The storage technology was created by chemical engineers at McMaster, who had already demonstrated its effectiveness in other applications, such as an edible coating that can prolong the shelf life of fruits and vegetables.

The invention is significant because it can replace the cumbersome “cold chain” – constant storage at temperatures between 2C and 8C – which is currently necessary to keep anti-viral vaccines viable.

“You can spend all kinds of money developing a vaccine, but if it is deactivated by high temperature an hour before you can give it to someone, it doesn’t matter,” said co-author Ali Ashkar, a professor of Pathology and Molecular Medicine specializing in immunology.

The cold-chain challenge is so great, the researchers said, that in some regions, vaccines must be transported by camels bearing solar-powered mini-refrigerators. There are some populations that never receive vaccines.

“If you can’t get vaccines to the places where people need them, there’s no point in having them,” said co-author Matthew Miller, an assistant professor in the Department of Biochemistry and Biomedical Sciences whose laboratory specialises viral pathogens.

◆ **Provided records**
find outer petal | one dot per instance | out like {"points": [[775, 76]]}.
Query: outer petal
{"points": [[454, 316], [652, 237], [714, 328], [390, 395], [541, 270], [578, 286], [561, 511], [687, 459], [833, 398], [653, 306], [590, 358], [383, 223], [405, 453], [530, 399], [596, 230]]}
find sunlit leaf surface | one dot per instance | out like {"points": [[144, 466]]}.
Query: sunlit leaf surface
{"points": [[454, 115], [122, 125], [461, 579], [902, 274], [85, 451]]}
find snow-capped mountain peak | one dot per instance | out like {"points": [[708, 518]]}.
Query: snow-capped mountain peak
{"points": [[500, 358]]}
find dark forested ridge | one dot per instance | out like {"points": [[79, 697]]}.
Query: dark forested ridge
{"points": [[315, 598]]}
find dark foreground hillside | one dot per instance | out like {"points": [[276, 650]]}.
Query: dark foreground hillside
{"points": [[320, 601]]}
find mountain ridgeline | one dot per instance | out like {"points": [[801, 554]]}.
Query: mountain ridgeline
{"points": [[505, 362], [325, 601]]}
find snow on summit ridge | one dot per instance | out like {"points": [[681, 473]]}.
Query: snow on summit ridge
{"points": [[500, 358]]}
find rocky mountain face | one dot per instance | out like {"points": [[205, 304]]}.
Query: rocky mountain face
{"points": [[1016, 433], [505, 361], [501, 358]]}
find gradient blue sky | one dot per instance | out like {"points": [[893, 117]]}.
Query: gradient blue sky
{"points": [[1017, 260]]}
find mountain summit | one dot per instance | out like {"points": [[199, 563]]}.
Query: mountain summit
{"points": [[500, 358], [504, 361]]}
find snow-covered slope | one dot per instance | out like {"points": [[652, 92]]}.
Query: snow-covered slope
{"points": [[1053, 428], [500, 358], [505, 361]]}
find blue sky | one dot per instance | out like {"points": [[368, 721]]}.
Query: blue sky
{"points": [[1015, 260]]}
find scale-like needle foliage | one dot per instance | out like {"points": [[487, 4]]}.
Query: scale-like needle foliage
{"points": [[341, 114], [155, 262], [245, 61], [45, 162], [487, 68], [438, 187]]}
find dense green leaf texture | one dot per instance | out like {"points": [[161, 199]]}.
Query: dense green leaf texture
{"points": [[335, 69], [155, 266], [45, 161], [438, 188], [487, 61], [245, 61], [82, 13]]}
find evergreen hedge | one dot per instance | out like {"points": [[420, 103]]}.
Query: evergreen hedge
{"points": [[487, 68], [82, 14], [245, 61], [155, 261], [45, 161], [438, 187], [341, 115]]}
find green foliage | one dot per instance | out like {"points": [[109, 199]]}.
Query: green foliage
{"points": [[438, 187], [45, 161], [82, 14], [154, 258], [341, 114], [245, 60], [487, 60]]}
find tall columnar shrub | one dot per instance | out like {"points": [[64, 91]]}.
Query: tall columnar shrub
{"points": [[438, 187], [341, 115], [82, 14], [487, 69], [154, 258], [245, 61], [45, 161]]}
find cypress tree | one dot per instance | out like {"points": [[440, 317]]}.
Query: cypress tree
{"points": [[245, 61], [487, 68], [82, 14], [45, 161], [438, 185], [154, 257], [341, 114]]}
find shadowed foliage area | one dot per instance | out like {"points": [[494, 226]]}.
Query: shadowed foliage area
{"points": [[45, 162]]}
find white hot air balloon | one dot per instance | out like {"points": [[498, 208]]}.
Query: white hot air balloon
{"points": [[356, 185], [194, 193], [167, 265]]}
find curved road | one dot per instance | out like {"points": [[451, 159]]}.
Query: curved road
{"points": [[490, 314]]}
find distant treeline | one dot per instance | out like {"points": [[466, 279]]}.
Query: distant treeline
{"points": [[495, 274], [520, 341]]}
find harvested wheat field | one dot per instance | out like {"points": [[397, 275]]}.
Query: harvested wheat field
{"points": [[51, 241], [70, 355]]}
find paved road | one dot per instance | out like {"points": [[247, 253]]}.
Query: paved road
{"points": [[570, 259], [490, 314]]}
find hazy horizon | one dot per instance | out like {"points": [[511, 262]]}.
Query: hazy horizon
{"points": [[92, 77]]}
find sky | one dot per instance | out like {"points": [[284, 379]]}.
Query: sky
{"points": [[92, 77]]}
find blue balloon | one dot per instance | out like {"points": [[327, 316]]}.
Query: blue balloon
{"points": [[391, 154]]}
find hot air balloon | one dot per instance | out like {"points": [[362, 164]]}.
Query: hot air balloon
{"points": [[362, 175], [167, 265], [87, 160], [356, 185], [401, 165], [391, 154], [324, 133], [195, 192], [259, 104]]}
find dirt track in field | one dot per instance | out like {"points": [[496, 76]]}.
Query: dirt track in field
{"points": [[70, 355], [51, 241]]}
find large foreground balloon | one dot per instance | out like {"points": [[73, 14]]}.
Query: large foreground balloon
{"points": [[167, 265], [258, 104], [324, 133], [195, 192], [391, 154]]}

◆ **Parts of the exercise**
1) Answer these about the vaccine storage text:
(a) What temperature range does the "cold chain" keep vaccines within?
(b) In which department is Matthew Miller an assistant professor?
(c) In some regions, what carries vaccines during transport?
2) Please carry the vaccine storage text forward from its last sentence with a few more paragraphs.
These rows were taken from a separate source.

◆ **Outputs in order**
1)
(a) Between 2C and 8C.
(b) The Department of Biochemistry and Biomedical Sciences.
(c) Camels bearing solar-powered mini-refrigerators.

2)
Not being able to get vaccines to isolated areas makes it impossible to eradicate deadly viruses. Unchecked, such viruses can devastate local populations and reach exposed pockets in more populated countries where religious, cultural or other concerns have diminished the proportion of vaccinated individuals.

The researchers have proven the method to be viable using two sample vaccines – influenza virus and herpes simplex virus !- to inoculate and test mice by exposing them to the viruses because the immune response of mice is similar to that of humans.

The researchers are working with a commercial partner to get the technology to market.